◆ **Set exercise**:
Copy every line of the listing below without any changes.

## START Dataset rows

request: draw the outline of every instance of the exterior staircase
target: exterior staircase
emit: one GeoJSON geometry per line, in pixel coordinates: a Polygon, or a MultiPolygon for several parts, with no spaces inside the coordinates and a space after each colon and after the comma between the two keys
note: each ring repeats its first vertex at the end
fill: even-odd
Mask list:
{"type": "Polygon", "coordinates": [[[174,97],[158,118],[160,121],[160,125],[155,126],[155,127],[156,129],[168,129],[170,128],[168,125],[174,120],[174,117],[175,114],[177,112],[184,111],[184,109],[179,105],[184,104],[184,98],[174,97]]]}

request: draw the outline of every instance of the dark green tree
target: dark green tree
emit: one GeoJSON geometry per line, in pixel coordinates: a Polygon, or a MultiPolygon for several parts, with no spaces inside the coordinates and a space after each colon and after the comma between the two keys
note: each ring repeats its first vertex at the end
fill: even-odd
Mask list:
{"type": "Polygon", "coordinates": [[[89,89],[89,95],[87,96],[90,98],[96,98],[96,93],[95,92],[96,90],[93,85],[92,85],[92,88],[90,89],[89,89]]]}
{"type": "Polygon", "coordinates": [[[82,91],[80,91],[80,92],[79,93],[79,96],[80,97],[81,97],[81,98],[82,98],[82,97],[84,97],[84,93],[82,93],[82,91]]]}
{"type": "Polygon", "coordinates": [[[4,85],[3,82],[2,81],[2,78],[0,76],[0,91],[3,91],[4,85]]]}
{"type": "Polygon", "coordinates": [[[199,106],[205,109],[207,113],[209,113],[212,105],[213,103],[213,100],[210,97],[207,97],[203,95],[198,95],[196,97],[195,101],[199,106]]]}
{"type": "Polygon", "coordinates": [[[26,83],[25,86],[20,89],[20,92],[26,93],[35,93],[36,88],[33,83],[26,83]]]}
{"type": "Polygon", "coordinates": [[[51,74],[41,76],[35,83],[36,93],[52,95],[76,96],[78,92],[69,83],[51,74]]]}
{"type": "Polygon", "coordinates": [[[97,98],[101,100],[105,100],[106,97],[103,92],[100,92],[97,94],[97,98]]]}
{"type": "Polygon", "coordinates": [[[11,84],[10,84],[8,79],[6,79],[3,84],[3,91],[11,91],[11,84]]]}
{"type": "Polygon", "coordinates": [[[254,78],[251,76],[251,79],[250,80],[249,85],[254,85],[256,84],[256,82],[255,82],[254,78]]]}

## END Dataset rows

◆ **Worked solution**:
request: draw the outline of every instance of the exterior staircase
target: exterior staircase
emit: one GeoJSON geometry per line, in pixel coordinates: a Polygon, or a MultiPolygon for several parts, with no spaces inside the coordinates and a space after each colon and after the comma between the two keys
note: each ring repeats its first vertex at the end
fill: even-odd
Mask list:
{"type": "Polygon", "coordinates": [[[174,97],[158,118],[160,121],[160,125],[155,126],[155,127],[156,129],[168,129],[170,128],[168,125],[174,120],[174,117],[175,114],[177,112],[184,111],[184,109],[179,105],[184,104],[184,98],[174,97]]]}

request: draw the outline of every instance of the dark green tree
target: dark green tree
emit: one GeoJSON geometry per line, in pixel coordinates: a Polygon, or a MultiPolygon for several parts, with no spaces inside the coordinates and a space after each colon and after the comma between the two keys
note: each ring repeats its first vertex at the end
fill: even-odd
Mask list:
{"type": "Polygon", "coordinates": [[[89,89],[89,95],[87,96],[90,98],[96,98],[96,93],[95,92],[96,90],[93,85],[92,85],[92,88],[90,89],[89,89]]]}
{"type": "Polygon", "coordinates": [[[82,91],[80,91],[80,92],[79,93],[79,96],[80,97],[81,97],[81,98],[82,98],[82,97],[84,97],[84,93],[82,93],[82,91]]]}
{"type": "Polygon", "coordinates": [[[4,85],[3,82],[2,81],[2,78],[0,76],[0,91],[3,91],[4,85]]]}
{"type": "Polygon", "coordinates": [[[199,106],[205,109],[207,113],[209,113],[212,105],[213,103],[213,100],[210,97],[207,97],[203,95],[198,95],[196,97],[195,101],[199,106]]]}
{"type": "Polygon", "coordinates": [[[26,83],[25,86],[20,89],[20,92],[26,93],[35,93],[36,88],[33,83],[26,83]]]}
{"type": "Polygon", "coordinates": [[[51,74],[41,76],[35,83],[36,93],[52,95],[76,96],[78,92],[69,83],[51,74]]]}
{"type": "Polygon", "coordinates": [[[97,98],[101,100],[105,100],[106,97],[103,92],[100,92],[97,94],[97,98]]]}
{"type": "Polygon", "coordinates": [[[11,84],[10,84],[8,79],[6,79],[3,84],[3,91],[11,91],[11,84]]]}
{"type": "Polygon", "coordinates": [[[254,78],[251,76],[251,79],[250,80],[249,85],[254,85],[256,84],[256,82],[255,82],[254,78]]]}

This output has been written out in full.